To do
The data below is to be set down exactly.

Extracted records
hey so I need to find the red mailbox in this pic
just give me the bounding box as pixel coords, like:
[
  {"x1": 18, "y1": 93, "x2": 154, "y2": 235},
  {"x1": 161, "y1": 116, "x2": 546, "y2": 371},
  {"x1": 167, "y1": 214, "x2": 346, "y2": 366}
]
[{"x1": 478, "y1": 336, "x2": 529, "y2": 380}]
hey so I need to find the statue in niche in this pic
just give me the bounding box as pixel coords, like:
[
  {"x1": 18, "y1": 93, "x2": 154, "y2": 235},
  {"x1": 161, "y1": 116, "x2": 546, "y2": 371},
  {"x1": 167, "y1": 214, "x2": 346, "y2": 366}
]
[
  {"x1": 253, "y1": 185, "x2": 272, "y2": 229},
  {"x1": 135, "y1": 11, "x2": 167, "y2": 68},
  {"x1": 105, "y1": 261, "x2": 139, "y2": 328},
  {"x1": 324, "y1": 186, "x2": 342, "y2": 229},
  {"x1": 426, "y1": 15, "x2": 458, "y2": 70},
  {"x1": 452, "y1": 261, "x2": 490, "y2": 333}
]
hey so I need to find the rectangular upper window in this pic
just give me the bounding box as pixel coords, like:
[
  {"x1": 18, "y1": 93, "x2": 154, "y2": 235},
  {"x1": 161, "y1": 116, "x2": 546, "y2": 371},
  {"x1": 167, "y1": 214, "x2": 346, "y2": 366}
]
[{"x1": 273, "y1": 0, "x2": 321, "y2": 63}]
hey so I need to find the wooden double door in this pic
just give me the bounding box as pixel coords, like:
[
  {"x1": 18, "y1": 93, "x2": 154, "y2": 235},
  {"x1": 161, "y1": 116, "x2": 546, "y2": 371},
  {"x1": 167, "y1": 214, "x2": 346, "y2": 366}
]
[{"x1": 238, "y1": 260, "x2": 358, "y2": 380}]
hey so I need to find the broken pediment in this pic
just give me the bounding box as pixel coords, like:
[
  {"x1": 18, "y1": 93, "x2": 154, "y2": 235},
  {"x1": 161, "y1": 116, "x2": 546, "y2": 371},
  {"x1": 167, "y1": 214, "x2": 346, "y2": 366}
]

Exercise output
hey so I need to find the red mailbox in this pic
just give me the bounding box as pixel coords, like:
[
  {"x1": 18, "y1": 93, "x2": 154, "y2": 235},
  {"x1": 161, "y1": 116, "x2": 546, "y2": 371},
  {"x1": 167, "y1": 214, "x2": 346, "y2": 366}
]
[{"x1": 478, "y1": 336, "x2": 529, "y2": 380}]
hey so I need to find the statue in niche in this pic
just give me the bounding box as pixel coords, like:
[
  {"x1": 18, "y1": 93, "x2": 154, "y2": 235},
  {"x1": 161, "y1": 116, "x2": 546, "y2": 371},
  {"x1": 167, "y1": 214, "x2": 346, "y2": 366}
]
[
  {"x1": 253, "y1": 185, "x2": 272, "y2": 229},
  {"x1": 135, "y1": 11, "x2": 167, "y2": 68},
  {"x1": 105, "y1": 261, "x2": 139, "y2": 328},
  {"x1": 324, "y1": 186, "x2": 342, "y2": 229},
  {"x1": 426, "y1": 15, "x2": 458, "y2": 70},
  {"x1": 452, "y1": 261, "x2": 490, "y2": 333}
]
hey so I need to find the rectangular upper window in this pic
just give me the bounding box as pixel coords, like:
[
  {"x1": 18, "y1": 93, "x2": 154, "y2": 235},
  {"x1": 161, "y1": 116, "x2": 546, "y2": 371},
  {"x1": 167, "y1": 214, "x2": 346, "y2": 366}
]
[{"x1": 273, "y1": 0, "x2": 321, "y2": 63}]
hey so I need to find the wooden double door in this pic
just give me the bounding box as pixel coords, like:
[
  {"x1": 18, "y1": 93, "x2": 154, "y2": 235},
  {"x1": 161, "y1": 116, "x2": 546, "y2": 371},
  {"x1": 167, "y1": 214, "x2": 346, "y2": 366}
]
[{"x1": 238, "y1": 260, "x2": 358, "y2": 380}]
hey so I need to find the broken pediment in this pic
just give me the bounding box as pixel coords, like:
[
  {"x1": 18, "y1": 93, "x2": 154, "y2": 235},
  {"x1": 161, "y1": 116, "x2": 546, "y2": 371},
  {"x1": 167, "y1": 214, "x2": 346, "y2": 366}
]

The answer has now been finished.